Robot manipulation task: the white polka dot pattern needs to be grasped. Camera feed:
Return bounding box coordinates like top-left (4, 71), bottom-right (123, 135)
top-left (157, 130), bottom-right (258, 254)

...

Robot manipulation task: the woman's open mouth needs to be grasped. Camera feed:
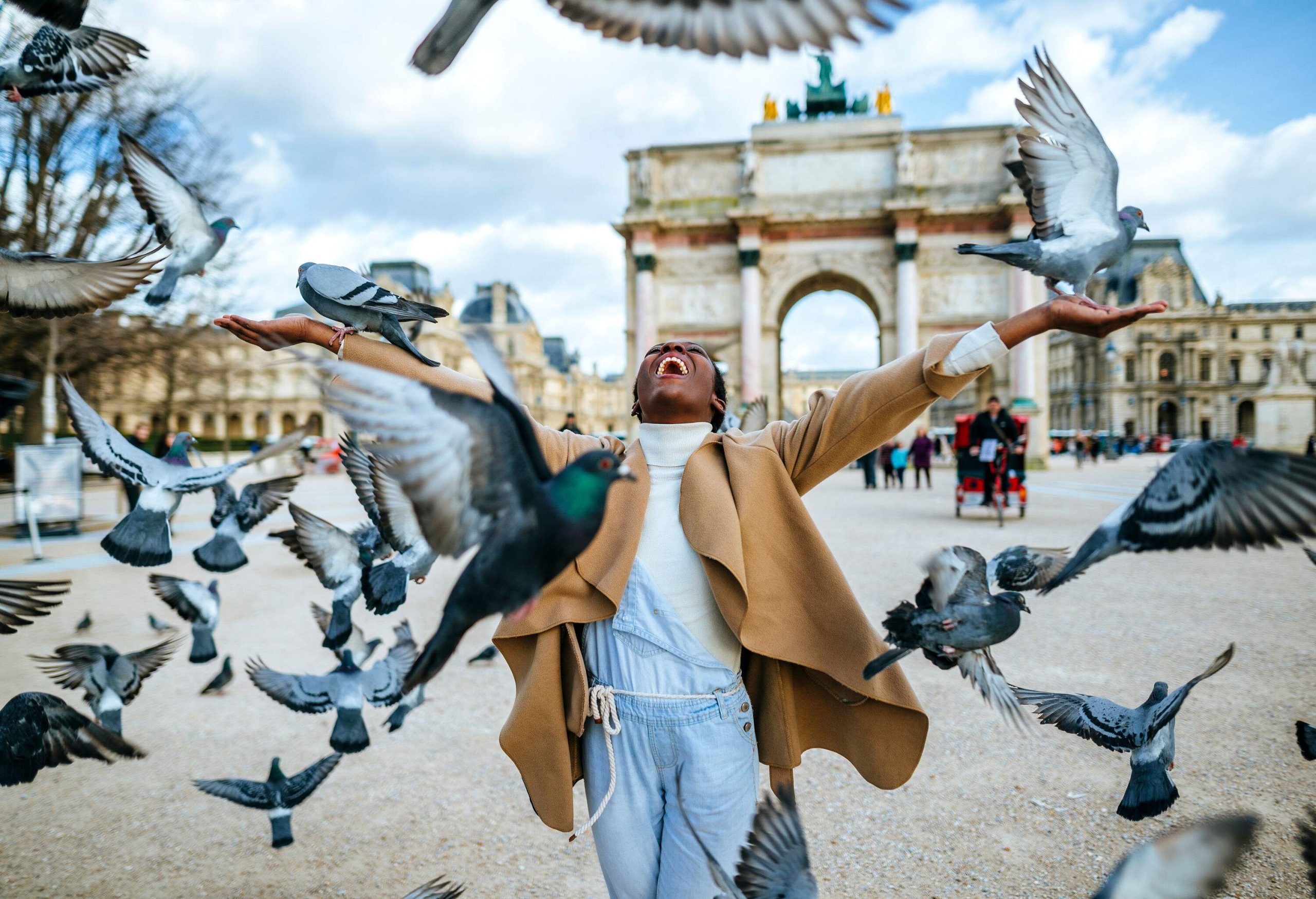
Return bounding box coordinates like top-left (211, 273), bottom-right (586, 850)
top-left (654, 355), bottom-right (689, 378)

Prompt> Rescale everything from the line containing "Robot manipulation task: the white" down to the line containing "top-left (157, 130), bottom-right (258, 254)", and give only those lines of the material, requests included. Multiply each bounding box coordinate in the answers by 0.4 and round to a whole number, with halves rounded up, but leave the numbers in the requests and their format samples unchanged.

Response>
Robot manipulation task: the white polka dot pattern needs to be grasped. Camera feed:
Return bounding box coordinates like top-left (4, 71), bottom-right (123, 135)
top-left (63, 52), bottom-right (103, 102)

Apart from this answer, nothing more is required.